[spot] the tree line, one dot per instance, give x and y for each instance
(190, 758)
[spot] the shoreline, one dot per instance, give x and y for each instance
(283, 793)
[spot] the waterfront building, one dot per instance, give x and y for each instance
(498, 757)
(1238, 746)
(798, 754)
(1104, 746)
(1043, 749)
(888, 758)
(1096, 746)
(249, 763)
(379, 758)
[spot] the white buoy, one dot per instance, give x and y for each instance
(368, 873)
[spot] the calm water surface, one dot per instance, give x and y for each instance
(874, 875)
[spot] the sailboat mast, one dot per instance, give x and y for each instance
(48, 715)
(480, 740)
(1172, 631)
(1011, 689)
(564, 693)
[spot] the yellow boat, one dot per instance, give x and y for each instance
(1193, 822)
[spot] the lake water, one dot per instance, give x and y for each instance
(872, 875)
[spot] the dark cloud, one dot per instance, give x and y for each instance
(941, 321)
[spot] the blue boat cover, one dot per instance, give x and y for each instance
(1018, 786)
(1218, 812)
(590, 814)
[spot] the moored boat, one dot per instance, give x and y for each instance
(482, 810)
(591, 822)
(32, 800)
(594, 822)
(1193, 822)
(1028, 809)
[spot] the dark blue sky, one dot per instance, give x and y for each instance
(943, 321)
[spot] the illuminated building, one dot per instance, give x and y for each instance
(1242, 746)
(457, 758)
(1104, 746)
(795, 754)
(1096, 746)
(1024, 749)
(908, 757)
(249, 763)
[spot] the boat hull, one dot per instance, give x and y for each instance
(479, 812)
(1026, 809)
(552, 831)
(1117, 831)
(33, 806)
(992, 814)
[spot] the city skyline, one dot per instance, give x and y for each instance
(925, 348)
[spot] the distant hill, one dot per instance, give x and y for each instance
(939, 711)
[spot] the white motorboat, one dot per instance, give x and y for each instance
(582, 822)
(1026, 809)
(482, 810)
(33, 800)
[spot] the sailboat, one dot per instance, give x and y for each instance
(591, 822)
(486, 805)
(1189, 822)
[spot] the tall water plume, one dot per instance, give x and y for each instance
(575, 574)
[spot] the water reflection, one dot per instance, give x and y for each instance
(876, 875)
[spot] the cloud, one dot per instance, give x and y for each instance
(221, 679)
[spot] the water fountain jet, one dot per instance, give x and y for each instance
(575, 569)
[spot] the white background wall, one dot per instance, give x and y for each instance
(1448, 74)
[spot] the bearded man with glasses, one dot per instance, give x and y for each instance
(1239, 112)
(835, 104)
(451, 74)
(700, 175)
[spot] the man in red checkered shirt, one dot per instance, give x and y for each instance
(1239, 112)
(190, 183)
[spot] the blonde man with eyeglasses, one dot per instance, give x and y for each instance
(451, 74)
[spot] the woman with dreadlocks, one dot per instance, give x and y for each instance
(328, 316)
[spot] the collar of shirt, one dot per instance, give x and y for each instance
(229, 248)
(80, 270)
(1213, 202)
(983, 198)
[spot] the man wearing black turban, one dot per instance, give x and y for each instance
==*==
== Aim of the task ==
Rewrite all the records above as a Markdown table with the columns Row and Line. Put a sequential row number in Row and the text of each line in Line, and leave out any blank lines.

== The result ==
| Row | Line |
|---|---|
| 1 | [spot] the tree line, one dot per instance, give x and y for each instance |
| 2 | (190, 758) |
| 3 | [spot] the shoreline, one dot per instance, give x and y for each instance |
| 4 | (283, 793) |
| 5 | [spot] the waterfront building, one dot per instance, give x and y for each instance |
| 6 | (498, 757) |
| 7 | (1238, 746) |
| 8 | (798, 754) |
| 9 | (1104, 746) |
| 10 | (1043, 749) |
| 11 | (888, 758) |
| 12 | (1096, 746) |
| 13 | (249, 763) |
| 14 | (379, 758) |
| 15 | [spot] the white buoy, one dot per instance, give x and y for each instance |
| 16 | (368, 873) |
| 17 | [spot] the calm water surface, one dot per instance, give x and y for each instance |
| 18 | (874, 875) |
| 19 | [spot] the sailboat mast, one dot per instance, give x and y for each instance |
| 20 | (48, 715) |
| 21 | (480, 740) |
| 22 | (1172, 631) |
| 23 | (1011, 689) |
| 24 | (564, 693) |
| 25 | [spot] the yellow boat, one dot per instance, give x and y for each instance |
| 26 | (1193, 822) |
| 27 | [spot] the lake water, one dot per instance, give x and y for each instance |
| 28 | (872, 875) |
| 29 | [spot] the dark cloud, one dot per instance, give x and y for each instance |
| 30 | (941, 321) |
| 31 | [spot] the blue boat cover, one dot per instance, give x and y for each instance |
| 32 | (1018, 786) |
| 33 | (1218, 812) |
| 34 | (590, 814) |
| 35 | [spot] the moored boat, one dot per instance, give x and y for each instance |
| 36 | (482, 810) |
| 37 | (591, 822) |
| 38 | (32, 800) |
| 39 | (594, 822) |
| 40 | (1193, 822) |
| 41 | (1028, 809) |
| 42 | [spot] the dark blue sky, one dot per instance, give x and y for each instance |
| 43 | (943, 321) |
| 44 | [spot] the illuminated building, one dot per instance, give x and y for each instance |
| 45 | (1242, 746) |
| 46 | (457, 758) |
| 47 | (1104, 746) |
| 48 | (795, 754) |
| 49 | (1096, 746) |
| 50 | (1024, 749) |
| 51 | (908, 757) |
| 52 | (249, 763) |
| 53 | [spot] the boat hull, one dot per instance, give x and y for each instance |
| 54 | (479, 812) |
| 55 | (1026, 809) |
| 56 | (552, 831) |
| 57 | (1117, 831) |
| 58 | (33, 806) |
| 59 | (992, 814) |
| 60 | [spot] the city skyline, one dot per instance, give x and y for each instance |
| 61 | (925, 348) |
| 62 | [spot] the distant hill, one dot per instance, give x and y for each instance |
| 63 | (939, 711) |
| 64 | [spot] the white motorboat, one dot per instance, give x and y for each instance |
| 65 | (582, 822) |
| 66 | (1026, 809) |
| 67 | (482, 810) |
| 68 | (33, 800) |
| 69 | [spot] the sailboat, one dot per instance, give x and y for each instance |
| 70 | (591, 822) |
| 71 | (486, 805) |
| 72 | (1189, 822) |
| 73 | [spot] the tall water plume, one dot per instance, give x and y for each instance |
| 74 | (575, 574) |
| 75 | [spot] the water reflection, one dot per instance, give x and y for each instance |
| 76 | (876, 875) |
| 77 | [spot] the cloud, one dot per instance, give x and y for each instance |
| 78 | (221, 679) |
| 79 | [spot] the water fountain jet, one dot per instance, give x and y for each instance |
| 80 | (575, 569) |
| 81 | [spot] the white background wall, one dot per instance, give x and y for each instance |
| 82 | (1448, 74) |
| 83 | [spot] the bearded man with glasses, one dot per instance, give x and y for each instance |
| 84 | (1239, 112) |
| 85 | (835, 104) |
| 86 | (451, 74) |
| 87 | (700, 175) |
| 88 | [spot] the man in red checkered shirt, one dot per instance, give x and y for each instance |
| 89 | (1239, 112) |
| 90 | (190, 183) |
| 91 | [spot] the blonde man with eyeglasses, one dot per instance, give x and y for each instance |
| 92 | (451, 74) |
| 93 | [spot] the woman with dreadlocks, one dot per instance, give x and y for each instance |
| 94 | (328, 316) |
| 95 | [spot] the collar of shirt, one dot per instance, give x and y for each instance |
| 96 | (229, 248) |
| 97 | (80, 270) |
| 98 | (1213, 202) |
| 99 | (983, 198) |
| 100 | [spot] the man wearing black turban, one dot per instance, give x and y for each instance |